Count the lines in the material below that contain the string "covered", matching case exactly. Reply with only that number.

__Records shown__.
☆ ☆ ☆ ☆
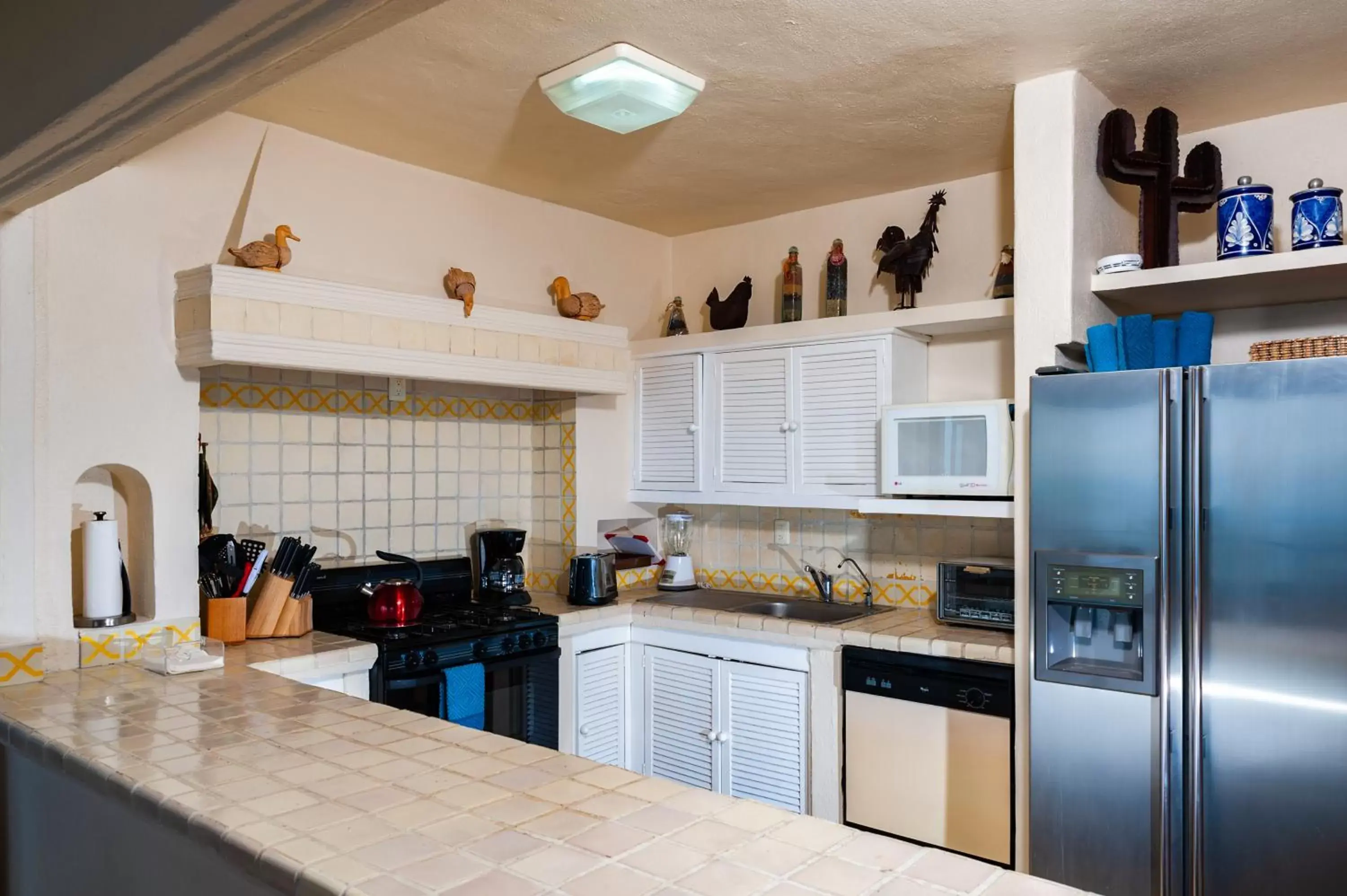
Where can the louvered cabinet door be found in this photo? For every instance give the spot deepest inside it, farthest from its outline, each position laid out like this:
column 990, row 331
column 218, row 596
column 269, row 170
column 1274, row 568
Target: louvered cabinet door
☆ ☆ ☆ ☆
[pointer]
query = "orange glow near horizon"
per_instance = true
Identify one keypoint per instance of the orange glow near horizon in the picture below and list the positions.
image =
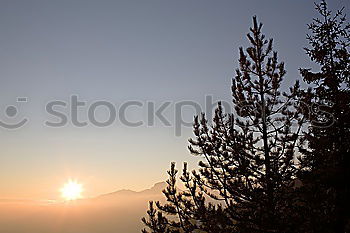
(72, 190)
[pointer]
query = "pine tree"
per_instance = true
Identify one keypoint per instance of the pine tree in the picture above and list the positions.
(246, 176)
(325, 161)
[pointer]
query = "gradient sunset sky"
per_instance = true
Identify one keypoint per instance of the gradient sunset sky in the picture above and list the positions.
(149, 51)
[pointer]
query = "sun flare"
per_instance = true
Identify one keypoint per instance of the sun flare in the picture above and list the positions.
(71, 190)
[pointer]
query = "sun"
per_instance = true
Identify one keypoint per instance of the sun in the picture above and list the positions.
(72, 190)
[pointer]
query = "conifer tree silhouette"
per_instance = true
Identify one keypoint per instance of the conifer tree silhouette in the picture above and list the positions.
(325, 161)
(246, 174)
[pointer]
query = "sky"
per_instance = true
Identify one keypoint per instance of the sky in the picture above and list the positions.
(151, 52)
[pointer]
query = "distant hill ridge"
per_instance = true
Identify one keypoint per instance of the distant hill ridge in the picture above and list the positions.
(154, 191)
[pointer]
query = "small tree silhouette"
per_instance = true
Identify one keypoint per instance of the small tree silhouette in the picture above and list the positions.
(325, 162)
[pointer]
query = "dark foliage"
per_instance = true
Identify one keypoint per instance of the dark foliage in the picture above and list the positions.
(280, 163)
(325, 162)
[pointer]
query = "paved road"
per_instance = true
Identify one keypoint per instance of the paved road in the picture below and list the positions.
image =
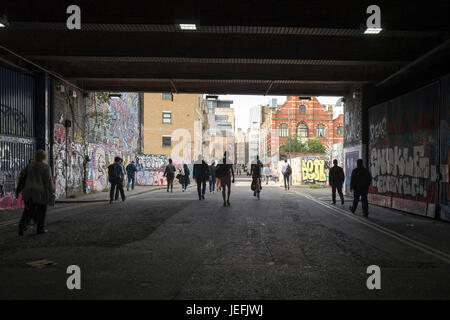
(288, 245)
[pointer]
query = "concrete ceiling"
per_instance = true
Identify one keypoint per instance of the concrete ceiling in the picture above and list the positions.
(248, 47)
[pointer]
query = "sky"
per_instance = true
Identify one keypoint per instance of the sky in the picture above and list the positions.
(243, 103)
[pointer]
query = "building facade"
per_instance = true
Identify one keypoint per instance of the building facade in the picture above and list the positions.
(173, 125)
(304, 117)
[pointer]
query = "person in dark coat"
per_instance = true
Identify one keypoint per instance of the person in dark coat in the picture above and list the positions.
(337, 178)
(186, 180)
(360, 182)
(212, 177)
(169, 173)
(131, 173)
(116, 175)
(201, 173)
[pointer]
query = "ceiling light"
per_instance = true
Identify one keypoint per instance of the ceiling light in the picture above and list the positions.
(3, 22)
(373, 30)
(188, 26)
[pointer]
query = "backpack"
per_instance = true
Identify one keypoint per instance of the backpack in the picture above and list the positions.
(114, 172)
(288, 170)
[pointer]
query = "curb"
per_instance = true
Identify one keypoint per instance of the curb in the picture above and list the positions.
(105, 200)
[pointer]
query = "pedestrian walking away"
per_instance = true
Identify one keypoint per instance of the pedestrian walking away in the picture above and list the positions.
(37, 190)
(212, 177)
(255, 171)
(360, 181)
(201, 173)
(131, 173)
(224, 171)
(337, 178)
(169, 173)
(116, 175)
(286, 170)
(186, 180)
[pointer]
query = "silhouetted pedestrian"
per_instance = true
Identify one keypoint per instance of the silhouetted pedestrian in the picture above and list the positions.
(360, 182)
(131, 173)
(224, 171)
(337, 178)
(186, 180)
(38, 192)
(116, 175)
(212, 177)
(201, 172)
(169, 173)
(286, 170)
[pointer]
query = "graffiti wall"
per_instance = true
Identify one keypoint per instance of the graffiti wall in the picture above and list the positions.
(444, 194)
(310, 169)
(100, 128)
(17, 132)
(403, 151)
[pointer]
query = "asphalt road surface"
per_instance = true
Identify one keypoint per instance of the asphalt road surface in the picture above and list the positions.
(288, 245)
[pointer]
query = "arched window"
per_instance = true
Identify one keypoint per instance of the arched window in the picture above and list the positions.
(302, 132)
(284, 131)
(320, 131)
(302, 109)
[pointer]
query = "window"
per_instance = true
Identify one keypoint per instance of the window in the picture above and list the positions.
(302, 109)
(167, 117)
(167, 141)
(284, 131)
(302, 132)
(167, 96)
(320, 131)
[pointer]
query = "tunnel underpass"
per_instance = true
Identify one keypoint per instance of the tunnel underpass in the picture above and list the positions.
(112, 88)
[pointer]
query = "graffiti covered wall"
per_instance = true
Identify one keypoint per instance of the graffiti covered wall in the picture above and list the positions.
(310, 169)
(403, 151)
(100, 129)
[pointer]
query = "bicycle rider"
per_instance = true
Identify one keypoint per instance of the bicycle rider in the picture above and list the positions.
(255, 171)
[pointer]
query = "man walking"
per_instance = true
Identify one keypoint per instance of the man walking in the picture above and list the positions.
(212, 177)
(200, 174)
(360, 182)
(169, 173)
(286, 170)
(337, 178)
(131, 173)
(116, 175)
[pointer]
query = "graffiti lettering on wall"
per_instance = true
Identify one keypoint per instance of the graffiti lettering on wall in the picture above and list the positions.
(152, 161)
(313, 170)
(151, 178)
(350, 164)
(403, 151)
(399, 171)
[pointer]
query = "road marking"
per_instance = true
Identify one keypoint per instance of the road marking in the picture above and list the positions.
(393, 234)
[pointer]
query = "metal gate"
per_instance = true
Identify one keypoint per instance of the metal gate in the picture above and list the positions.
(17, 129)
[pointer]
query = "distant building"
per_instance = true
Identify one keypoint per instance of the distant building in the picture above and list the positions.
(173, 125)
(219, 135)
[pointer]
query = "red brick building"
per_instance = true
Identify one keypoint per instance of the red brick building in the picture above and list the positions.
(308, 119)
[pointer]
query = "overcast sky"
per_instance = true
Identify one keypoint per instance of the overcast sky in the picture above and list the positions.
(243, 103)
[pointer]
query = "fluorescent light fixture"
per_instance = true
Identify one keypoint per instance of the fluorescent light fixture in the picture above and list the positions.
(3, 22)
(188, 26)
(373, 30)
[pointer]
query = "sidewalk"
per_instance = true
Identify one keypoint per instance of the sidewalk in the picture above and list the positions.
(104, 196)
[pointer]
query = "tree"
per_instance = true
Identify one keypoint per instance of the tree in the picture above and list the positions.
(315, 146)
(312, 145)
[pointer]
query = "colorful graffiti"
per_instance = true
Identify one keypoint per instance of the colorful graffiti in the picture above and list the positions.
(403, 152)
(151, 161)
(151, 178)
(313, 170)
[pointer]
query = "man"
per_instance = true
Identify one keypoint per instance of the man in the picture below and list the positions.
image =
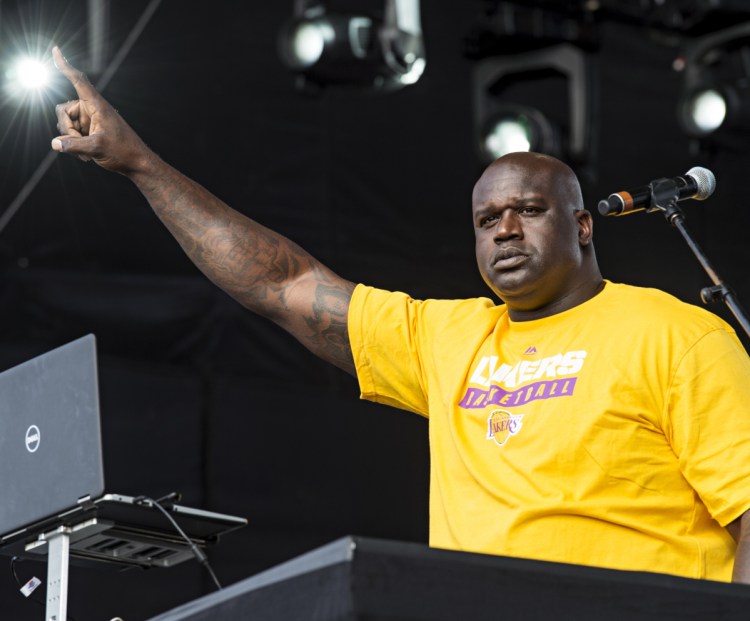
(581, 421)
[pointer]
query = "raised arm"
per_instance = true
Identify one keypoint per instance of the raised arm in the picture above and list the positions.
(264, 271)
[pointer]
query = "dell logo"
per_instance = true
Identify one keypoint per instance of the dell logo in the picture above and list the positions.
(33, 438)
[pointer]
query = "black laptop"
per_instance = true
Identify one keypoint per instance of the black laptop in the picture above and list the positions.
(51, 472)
☆ ☆ ☆ ☆
__Correct response__. 2